[Mesa-dev] [PATCH 04/10] radeonsi: rework polygon stippling to use constant buffer instead of texture

Marek Olšák maraeo at gmail.com
Wed Apr 20 15:47:07 UTC 2016


From: Marek Olšák <marek.olsak at amd.com>

add it to the RW_BUFFERS descriptor array

now the slot masks don't have to have 64 bits
---
 src/gallium/drivers/radeonsi/si_descriptors.c | 23 +++++++++
 src/gallium/drivers/radeonsi/si_pipe.c        |  2 -
 src/gallium/drivers/radeonsi/si_pipe.h        |  1 -
 src/gallium/drivers/radeonsi/si_shader.c      | 67 ++++++++++++---------------
 src/gallium/drivers/radeonsi/si_state.c       | 55 ----------------------
 src/gallium/drivers/radeonsi/si_state.h       |  8 ++--
 6 files changed, 55 insertions(+), 101 deletions(-)

diff --git a/src/gallium/drivers/radeonsi/si_descriptors.c b/src/gallium/drivers/radeonsi/si_descriptors.c
index b8f74f4..194b2eb 100644
--- a/src/gallium/drivers/radeonsi/si_descriptors.c
+++ b/src/gallium/drivers/radeonsi/si_descriptors.c
@@ -1121,6 +1121,26 @@ static void si_desc_reset_buffer_offset(struct pipe_context *ctx,
 		  S_008F04_BASE_ADDRESS_HI(va >> 32);
 }
 
+/* INTERNAL CONST BUFFERS */
+
+static void si_set_polygon_stipple(struct pipe_context *ctx,
+				   const struct pipe_poly_stipple *state)
+{
+	struct si_context *sctx = (struct si_context *)ctx;
+	struct pipe_constant_buffer cb = {};
+	unsigned stipple[32];
+	int i;
+
+	for (i = 0; i < 32; i++)
+		stipple[i] = util_bitreverse(state->stipple[i]);
+
+	cb.user_buffer = stipple;
+	cb.buffer_size = sizeof(stipple);
+
+	si_set_constant_buffer(sctx, &sctx->rw_buffers,
+			       SI_PS_CONST_POLY_STIPPLE, &cb);
+}
+
 /* TEXTURE METADATA ENABLE/DISABLE */
 
 /* CMASK can be enabled (for fast clear) and disabled (for texture export)

> The exercise
Turn the patch's block starting with "src/gallium/drivers/radeonsi/si_descriptors.c | 23" into a shorter list. Keep each file's changed-line count and the overall totals. The data after the patch is separate material, unrelated to it.

> Dataset extract
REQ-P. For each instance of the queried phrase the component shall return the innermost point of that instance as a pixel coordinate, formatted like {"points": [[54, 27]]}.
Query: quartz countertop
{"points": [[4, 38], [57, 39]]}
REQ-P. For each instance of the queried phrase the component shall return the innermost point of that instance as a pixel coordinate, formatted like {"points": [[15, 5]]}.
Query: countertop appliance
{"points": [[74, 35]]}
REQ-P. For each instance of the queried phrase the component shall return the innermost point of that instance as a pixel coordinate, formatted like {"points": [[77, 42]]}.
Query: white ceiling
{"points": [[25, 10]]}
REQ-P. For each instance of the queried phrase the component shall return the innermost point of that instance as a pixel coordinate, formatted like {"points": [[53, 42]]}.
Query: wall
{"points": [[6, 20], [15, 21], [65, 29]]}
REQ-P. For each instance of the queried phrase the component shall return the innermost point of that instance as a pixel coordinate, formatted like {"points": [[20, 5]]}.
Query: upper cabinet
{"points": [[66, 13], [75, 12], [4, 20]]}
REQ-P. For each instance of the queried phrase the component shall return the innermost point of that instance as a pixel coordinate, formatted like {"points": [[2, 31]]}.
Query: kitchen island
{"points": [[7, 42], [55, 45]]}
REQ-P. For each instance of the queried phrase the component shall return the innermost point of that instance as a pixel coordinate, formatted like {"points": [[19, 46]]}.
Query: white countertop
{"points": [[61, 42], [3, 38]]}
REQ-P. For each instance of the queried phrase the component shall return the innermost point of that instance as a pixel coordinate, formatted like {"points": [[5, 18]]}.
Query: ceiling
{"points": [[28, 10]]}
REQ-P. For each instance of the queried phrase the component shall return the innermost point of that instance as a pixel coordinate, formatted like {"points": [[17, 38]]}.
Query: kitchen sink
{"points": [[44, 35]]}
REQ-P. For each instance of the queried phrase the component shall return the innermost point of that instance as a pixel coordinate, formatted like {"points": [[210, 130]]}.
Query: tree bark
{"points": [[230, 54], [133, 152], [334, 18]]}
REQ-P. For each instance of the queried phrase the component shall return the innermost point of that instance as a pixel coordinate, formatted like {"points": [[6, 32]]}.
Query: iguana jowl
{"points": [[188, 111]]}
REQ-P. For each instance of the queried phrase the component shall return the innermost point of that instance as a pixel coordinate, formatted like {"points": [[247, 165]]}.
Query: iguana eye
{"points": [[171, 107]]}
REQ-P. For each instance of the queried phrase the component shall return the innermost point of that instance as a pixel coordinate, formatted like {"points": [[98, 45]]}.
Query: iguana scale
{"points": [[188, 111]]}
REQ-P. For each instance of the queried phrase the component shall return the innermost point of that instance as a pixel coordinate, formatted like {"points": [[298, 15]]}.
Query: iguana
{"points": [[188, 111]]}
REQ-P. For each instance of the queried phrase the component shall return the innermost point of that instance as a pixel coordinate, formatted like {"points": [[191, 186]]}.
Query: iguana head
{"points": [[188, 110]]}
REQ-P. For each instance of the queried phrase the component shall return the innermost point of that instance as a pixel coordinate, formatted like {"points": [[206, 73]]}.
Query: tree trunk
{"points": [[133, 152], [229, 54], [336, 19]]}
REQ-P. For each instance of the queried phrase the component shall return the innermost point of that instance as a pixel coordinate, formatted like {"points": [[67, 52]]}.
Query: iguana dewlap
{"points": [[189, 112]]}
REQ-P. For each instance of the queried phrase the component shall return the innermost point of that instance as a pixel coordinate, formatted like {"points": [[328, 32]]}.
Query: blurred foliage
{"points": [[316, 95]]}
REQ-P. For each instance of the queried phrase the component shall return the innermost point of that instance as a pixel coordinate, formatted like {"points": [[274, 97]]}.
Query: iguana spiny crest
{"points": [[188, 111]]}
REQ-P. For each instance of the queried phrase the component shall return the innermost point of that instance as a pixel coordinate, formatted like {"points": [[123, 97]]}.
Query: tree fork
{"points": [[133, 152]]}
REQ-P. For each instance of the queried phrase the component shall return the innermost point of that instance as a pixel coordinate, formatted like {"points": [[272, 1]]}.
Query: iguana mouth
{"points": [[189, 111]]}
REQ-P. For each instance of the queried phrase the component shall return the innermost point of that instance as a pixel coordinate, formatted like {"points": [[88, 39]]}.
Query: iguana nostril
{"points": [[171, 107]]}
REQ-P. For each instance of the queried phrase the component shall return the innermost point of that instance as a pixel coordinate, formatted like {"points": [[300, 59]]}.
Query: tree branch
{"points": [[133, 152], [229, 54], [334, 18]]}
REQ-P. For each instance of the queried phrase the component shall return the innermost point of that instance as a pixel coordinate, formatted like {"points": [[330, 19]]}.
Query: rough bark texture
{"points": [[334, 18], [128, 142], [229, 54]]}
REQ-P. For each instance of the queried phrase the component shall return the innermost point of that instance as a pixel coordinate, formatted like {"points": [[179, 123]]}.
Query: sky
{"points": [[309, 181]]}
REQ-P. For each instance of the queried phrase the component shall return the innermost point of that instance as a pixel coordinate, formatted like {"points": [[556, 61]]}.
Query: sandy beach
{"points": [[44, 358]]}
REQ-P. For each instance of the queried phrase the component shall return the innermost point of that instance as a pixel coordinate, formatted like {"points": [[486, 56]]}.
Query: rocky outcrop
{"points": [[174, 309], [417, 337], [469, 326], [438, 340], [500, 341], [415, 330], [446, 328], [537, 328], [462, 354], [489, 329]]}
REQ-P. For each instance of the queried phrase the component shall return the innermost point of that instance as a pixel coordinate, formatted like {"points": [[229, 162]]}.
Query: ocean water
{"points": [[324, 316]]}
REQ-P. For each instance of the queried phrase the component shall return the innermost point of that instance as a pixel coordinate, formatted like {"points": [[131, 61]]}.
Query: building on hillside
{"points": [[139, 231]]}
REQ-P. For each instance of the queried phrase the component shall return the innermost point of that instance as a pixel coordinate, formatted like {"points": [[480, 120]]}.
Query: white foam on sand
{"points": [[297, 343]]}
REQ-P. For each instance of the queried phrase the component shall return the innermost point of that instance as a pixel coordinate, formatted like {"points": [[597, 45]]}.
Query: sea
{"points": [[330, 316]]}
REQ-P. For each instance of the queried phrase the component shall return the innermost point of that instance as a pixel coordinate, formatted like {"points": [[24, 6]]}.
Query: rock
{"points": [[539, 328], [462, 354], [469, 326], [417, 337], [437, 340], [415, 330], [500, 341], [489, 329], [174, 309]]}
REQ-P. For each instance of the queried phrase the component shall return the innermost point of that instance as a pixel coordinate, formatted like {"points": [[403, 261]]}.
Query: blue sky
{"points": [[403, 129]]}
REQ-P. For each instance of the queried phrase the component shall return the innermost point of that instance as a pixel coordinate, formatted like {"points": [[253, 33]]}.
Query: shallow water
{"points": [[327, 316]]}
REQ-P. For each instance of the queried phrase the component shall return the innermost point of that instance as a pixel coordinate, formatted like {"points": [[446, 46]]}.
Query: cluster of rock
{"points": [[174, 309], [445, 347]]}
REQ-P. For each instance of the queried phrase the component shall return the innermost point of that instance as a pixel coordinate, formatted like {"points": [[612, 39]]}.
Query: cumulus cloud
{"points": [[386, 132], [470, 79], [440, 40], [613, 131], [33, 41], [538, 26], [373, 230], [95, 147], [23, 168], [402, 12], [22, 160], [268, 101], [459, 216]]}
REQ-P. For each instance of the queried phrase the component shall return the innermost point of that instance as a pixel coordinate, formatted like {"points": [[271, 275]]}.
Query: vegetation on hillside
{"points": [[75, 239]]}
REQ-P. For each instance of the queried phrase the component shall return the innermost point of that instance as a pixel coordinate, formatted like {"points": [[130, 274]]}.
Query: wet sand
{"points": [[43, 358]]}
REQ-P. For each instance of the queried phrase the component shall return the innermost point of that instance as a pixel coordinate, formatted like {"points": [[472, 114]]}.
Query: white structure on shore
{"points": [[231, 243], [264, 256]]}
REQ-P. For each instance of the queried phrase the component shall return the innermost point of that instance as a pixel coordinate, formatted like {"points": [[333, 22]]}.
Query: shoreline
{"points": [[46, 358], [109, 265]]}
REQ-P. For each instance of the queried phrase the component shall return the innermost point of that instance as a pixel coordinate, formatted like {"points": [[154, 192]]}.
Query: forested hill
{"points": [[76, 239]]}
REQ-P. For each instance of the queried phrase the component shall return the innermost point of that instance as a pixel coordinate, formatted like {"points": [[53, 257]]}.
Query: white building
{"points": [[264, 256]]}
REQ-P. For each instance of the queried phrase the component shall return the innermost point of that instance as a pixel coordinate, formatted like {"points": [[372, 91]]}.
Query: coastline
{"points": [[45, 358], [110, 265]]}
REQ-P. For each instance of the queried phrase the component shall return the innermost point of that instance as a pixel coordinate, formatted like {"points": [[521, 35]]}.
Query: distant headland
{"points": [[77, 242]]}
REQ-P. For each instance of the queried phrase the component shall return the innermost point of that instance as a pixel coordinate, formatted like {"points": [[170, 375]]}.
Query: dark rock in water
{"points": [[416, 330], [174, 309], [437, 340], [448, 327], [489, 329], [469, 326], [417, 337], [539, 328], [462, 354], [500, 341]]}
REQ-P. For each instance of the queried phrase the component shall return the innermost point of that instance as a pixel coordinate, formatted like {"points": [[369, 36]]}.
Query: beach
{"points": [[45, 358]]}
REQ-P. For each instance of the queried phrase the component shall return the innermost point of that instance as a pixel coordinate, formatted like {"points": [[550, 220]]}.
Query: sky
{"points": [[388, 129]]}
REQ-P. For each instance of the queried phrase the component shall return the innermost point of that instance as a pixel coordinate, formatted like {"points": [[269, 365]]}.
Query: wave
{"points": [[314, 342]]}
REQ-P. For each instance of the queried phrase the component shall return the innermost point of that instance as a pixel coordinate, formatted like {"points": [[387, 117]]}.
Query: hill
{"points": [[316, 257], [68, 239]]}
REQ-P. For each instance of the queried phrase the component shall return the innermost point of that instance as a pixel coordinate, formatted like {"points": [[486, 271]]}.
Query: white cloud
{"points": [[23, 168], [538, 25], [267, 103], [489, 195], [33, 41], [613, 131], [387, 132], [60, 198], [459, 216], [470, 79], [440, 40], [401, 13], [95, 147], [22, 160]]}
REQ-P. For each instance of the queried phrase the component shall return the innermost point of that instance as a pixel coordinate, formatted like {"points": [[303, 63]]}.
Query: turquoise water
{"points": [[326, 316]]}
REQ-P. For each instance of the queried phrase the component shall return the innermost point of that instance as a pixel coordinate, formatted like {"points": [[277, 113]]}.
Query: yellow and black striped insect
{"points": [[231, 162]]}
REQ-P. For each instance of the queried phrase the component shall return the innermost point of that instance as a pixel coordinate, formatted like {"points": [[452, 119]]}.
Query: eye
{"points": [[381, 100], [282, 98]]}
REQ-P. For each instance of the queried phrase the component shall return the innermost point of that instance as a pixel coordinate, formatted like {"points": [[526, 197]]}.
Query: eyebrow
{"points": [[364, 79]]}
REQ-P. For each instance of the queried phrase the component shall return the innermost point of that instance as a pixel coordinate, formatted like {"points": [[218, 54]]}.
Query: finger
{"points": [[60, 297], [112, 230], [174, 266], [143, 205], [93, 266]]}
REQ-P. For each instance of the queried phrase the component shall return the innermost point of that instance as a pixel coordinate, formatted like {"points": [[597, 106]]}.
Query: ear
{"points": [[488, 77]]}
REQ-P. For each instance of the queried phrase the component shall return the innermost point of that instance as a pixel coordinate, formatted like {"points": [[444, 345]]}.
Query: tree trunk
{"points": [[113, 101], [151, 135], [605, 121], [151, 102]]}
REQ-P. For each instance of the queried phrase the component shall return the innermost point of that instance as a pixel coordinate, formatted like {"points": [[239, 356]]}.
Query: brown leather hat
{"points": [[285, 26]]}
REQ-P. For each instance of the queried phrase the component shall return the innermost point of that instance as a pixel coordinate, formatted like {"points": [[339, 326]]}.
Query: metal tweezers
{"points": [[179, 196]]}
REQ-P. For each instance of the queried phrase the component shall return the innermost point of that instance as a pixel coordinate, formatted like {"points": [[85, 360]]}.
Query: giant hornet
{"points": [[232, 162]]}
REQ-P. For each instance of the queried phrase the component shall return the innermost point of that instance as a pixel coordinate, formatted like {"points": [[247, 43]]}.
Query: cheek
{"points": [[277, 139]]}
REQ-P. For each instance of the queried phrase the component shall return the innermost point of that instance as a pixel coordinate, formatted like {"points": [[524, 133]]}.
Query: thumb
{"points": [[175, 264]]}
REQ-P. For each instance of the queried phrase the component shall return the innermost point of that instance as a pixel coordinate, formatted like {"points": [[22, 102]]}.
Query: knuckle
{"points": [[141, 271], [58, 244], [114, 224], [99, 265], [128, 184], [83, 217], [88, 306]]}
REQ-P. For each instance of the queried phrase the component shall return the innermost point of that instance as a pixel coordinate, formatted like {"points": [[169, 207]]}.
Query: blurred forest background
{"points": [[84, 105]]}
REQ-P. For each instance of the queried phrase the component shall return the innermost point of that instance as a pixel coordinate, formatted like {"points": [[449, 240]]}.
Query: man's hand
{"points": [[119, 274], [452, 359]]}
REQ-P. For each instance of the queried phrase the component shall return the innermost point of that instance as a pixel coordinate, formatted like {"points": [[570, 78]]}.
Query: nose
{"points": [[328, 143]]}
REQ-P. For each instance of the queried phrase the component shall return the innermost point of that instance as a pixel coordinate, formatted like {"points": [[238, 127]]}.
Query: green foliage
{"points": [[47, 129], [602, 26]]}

> Task response
Files changed in src/gallium/drivers/radeonsi/:
- si_descriptors.c: 23 lines, all insertions
- si_pipe.c: 2 lines, all deletions
- si_pipe.h: 1 line, a deletion
- si_shader.c: 67 lines, insertions and deletions
- si_state.c: 55 lines, all deletions
- si_state.h: 8 lines, insertions and deletions
- Total: 6 files, 55 insertions, 101 deletions